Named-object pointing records
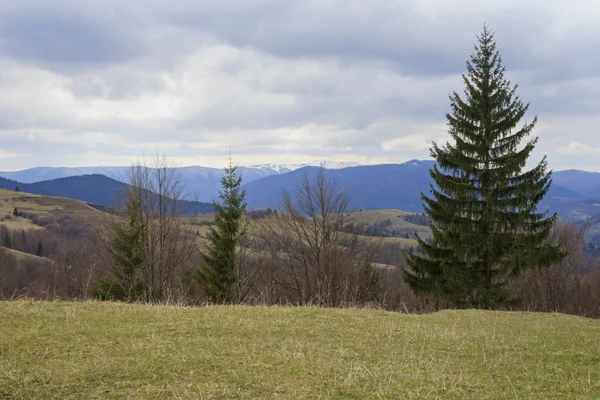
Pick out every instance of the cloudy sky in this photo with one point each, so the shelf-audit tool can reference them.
(104, 82)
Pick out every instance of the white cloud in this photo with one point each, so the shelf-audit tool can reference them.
(281, 81)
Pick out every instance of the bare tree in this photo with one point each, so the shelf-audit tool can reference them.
(169, 244)
(316, 257)
(571, 286)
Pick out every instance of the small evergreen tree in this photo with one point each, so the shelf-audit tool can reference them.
(128, 254)
(7, 241)
(486, 227)
(218, 272)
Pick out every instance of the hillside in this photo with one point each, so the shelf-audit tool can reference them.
(44, 206)
(110, 350)
(97, 189)
(373, 186)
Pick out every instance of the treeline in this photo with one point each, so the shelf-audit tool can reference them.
(490, 247)
(310, 252)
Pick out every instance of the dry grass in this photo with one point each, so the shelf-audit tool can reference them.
(43, 206)
(108, 350)
(371, 217)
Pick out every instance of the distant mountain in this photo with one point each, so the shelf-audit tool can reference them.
(96, 189)
(372, 186)
(586, 183)
(574, 194)
(284, 168)
(201, 183)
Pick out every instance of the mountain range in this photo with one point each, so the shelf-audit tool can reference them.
(574, 194)
(201, 183)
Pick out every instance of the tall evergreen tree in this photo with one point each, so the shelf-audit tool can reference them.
(486, 227)
(218, 272)
(128, 254)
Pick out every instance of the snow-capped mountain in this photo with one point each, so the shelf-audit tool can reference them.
(201, 183)
(283, 168)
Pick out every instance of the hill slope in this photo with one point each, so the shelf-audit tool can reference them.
(97, 189)
(372, 186)
(110, 350)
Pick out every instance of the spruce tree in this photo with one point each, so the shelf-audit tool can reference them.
(7, 241)
(485, 222)
(128, 255)
(218, 272)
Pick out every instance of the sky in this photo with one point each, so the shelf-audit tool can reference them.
(281, 81)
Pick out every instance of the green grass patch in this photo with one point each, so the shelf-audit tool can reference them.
(107, 350)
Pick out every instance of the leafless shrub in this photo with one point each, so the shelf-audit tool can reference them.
(309, 251)
(573, 286)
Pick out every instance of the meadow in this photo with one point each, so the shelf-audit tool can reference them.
(98, 350)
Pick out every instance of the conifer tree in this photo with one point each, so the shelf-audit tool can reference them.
(7, 241)
(485, 222)
(218, 272)
(128, 254)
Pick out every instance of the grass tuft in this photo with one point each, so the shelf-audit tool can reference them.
(110, 350)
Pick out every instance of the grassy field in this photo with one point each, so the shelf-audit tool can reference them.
(107, 350)
(45, 206)
(400, 225)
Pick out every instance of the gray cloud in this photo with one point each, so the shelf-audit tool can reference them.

• _Directions for this task_
Exclude the images, then output the data above word for word.

• _Exercise result_
Pick out every instance of the cloudy sky in this photo with one point each, so the shelf-audit tool can reference them.
(104, 82)
Pick out every instance of the white cloud in this photo with one point each, so the shelf-audit tool can reference them.
(281, 81)
Pick out every instance of the bare tree in this photo with one point each, so the shelf-audit tool can reference them.
(169, 244)
(316, 257)
(571, 286)
Pick out every instance of the small evergreen tree in this photo with one point each, so the shelf-audit tool can reference them.
(128, 254)
(7, 241)
(486, 227)
(218, 272)
Pick out every instance of the hillside in this photo with one point each, so the shelf-audit tool can reference them.
(44, 206)
(110, 350)
(97, 189)
(373, 186)
Pick out every instance of the treeline in this photo with one point each, so the shelf-audit tool can reference them.
(490, 247)
(310, 252)
Pick out every instance of the dry grass in this photo with one point each, so the shelf-audit tool can reference them.
(43, 206)
(108, 350)
(371, 217)
Pick out every instance of the distant mountain in this photo with one point each, so the shelf-audit tool can reference them.
(96, 189)
(372, 186)
(586, 183)
(574, 194)
(284, 168)
(201, 183)
Pick out every instance of the mountain range in this photo with one point each, so the shelf-audit tool can reference them.
(574, 194)
(201, 183)
Pick out every instance of the tall evergreen tree in this photo with one point each, so the shelf-audit tool can reference them.
(486, 227)
(218, 272)
(128, 254)
Pick out every instance of the snow-capped mountain in this photo with one point each, so the shelf-audit tool can reference them.
(201, 183)
(283, 168)
Pick out every instance of the hill slope in this photo with one point each, so the shelf-audit tool can reference them.
(97, 189)
(372, 186)
(110, 350)
Pick out every instance of the spruce tree in this photo with one point each, so the shelf-audit tool can reference them.
(7, 241)
(485, 222)
(128, 255)
(218, 272)
Pick out every instance of the sky in this photo with one point each, so the shelf-audit tool can reference them.
(281, 81)
Pick out every instance of the green grass patch in this photo with one point each, so the shelf-audit tool can reference them.
(107, 350)
Pick out every instance of the leafless shrub in this photo with one point each, so the shelf-audit tool can reference them.
(309, 251)
(573, 286)
Pick out every instance of the meadow in this photo with one point each, so the shelf-audit tool can reference them.
(98, 350)
Pick out every instance of the conifer tree in this photo with one point each, so the shelf-audit tool can reference them.
(7, 241)
(485, 222)
(218, 272)
(128, 254)
Pick out every instance of the grass tuft in this photo with one point each, so the shelf-audit tool can reference them.
(110, 350)
Pick out every instance of the grassy field in this photo with one point each, so the shelf-audit tool can reference them.
(107, 350)
(45, 206)
(400, 225)
Pick out every instance of the gray cloud in this photo with one point each, so the shelf-audit tool can reference them.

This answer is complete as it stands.